ASSIGNMENT> Give a verbatim copy of the data, leaving the pictures out.

□ □ □ □ □ □ □

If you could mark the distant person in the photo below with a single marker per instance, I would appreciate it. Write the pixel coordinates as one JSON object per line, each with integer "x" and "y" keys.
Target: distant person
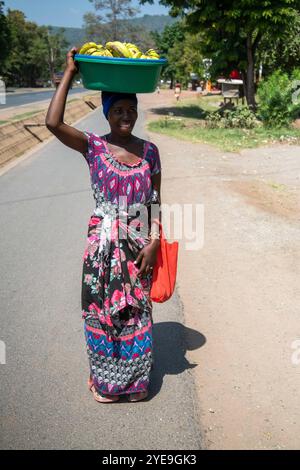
{"x": 177, "y": 91}
{"x": 235, "y": 75}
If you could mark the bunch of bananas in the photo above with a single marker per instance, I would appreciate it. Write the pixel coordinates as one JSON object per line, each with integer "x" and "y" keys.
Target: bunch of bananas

□ □ □ □ □ □ □

SOLUTION TO THIS EXERCISE>
If you could mark the distant person in the photo below with a single marker per instance, I would appreciate it. Write the pixel coordinates as one JSON object per line, each with integer "x" and "y" keys.
Target: distant person
{"x": 177, "y": 91}
{"x": 235, "y": 75}
If you could mark the bunch of bananas in the photo above with a single marker per instance, I would appreciate it. Write the pixel coordinates as one JSON object per line, each with integer "x" and "y" keys.
Target: bunch of bananas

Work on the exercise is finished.